▶ [Direction 1]: According to the DeepLog thread, what does the output variable describe?
▶ [Direction 2]: Check each statement against the DeepLog thread. For each, answer yes or no and quote the words from the thread that decide it. (a) The issue was opened by nagsubhadeep. (b) The person asking says the predicted variable comes back as a binary value. (c) A log key counts as normal when it is among the top g candidates.
▶ [Direction 3]: Continue the DeepLog thread by writing what comes after its last post.
*** Passage ***
DeepLog icon indicating copy to clipboard operation
DeepLog copied to clipboard

Question regarding the predicted variable

Open nagsubhadeep opened this issue 5 years ago • 7 comments
trafficstars

Yifan,

Source: LogKeyModel_predict.py

In the code below, can you please explain the difference between the output and predicted variables? Is output the same as predicted except it being sorted in tensors? Also, shouldn't the value of the predicted variable be something binary so that we can determine whether the predicted outcome is anomalous or not?

output = model(seq)
predicted = torch.argsort(output, 1)[0][-num_candidates:]

Thanks, Deep

nagsubhadeep avatar Sep 03 '20 13:09 nagsubhadeep

Deep, The output is a probability distribution describing the probability for each log key to appear as the next log key value given the history.

wuyifan18 avatar Sep 03 '20 13:09 wuyifan18

Shouldn't the value of the predicted variable be something binary so that we can determine whether the predicted outcome is anomalous or not? I am getting a one-dimensional array instead.

nagsubhadeep avatar Sep 03 '20 13:09 nagsubhadeep

Sort the possible log keys based on their probabilities and treat a key value as normal if it’s among the top g candidates. A log key is flagged as being from an abnormal execution otherwise.

You can read the paper for details.
*** Material ***
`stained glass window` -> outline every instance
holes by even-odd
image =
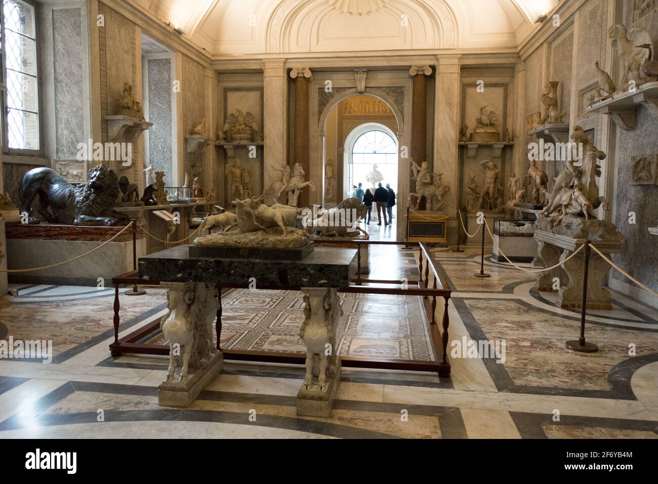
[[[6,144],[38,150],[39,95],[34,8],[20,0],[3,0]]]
***
*** Material ***
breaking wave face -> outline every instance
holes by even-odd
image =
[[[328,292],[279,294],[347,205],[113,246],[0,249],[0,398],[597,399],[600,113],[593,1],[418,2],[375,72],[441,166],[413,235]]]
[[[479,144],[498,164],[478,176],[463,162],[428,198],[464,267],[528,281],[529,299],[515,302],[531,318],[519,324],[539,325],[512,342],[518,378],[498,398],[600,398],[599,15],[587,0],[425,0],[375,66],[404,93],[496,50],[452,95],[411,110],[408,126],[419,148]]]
***
*** Material ***
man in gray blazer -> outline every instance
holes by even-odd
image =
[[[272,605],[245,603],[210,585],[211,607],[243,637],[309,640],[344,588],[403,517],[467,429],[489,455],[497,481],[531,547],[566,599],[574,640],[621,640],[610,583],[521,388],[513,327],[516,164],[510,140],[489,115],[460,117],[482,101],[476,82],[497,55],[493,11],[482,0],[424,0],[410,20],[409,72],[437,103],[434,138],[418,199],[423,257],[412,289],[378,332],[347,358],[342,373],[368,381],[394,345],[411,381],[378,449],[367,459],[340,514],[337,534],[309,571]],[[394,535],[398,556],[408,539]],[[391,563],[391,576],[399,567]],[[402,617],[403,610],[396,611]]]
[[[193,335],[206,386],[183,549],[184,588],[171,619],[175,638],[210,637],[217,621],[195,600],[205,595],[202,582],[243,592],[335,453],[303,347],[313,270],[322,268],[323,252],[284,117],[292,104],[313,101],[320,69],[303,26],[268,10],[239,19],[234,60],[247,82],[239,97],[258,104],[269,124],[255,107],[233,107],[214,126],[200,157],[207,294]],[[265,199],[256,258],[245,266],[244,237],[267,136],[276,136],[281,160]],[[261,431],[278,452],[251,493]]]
***
▶ [Right answer 1]: It describes the probability of each log key appearing as the next log key value, given the history.

▶ [Right answer 2]:
(a) Yes: "nagsubhadeep opened this issue 5 years ago"
(b) No: "I am getting a one-dimensional array instead."
(c) Yes: "treat a key value as normal if it’s among the top g candidates"

▶ [Right answer 3]:
wuyifan18 avatar Sep 03 '20 14:09 wuyifan18

@wuyifan18 where can I modify top g in your code?

Rufaida94 avatar Jun 23 '21 20:06 Rufaida94

@Rufaida94 here https://github.com/wuyifan18/DeepLog/blob/502aaf05be4c1251b7dc96f6439025c4fc988c66/LogKeyModel_predict.py#L51

wuyifan18 avatar Jun 24 '21 16:06 wuyifan18

than you @wuyifan18 , I know that num_candidates here is a hyperparameter that is supposed to be changed according to the dataset. But my question is if my data has 24297 num_classes (while your HDFS dataset has only 28 num_classes) what can be a reasonable num_candidates? for example is 1000 too high or too low for num_candidates? I know this is a very vague question but any pointers are appreciated.

Rufaida94 avatar Jul 03 '21 21:07 Rufaida94

@Rufaida94 the num_candidates is a hyperparameter, which means you should adjust it according to the metrics, such as F1 measure.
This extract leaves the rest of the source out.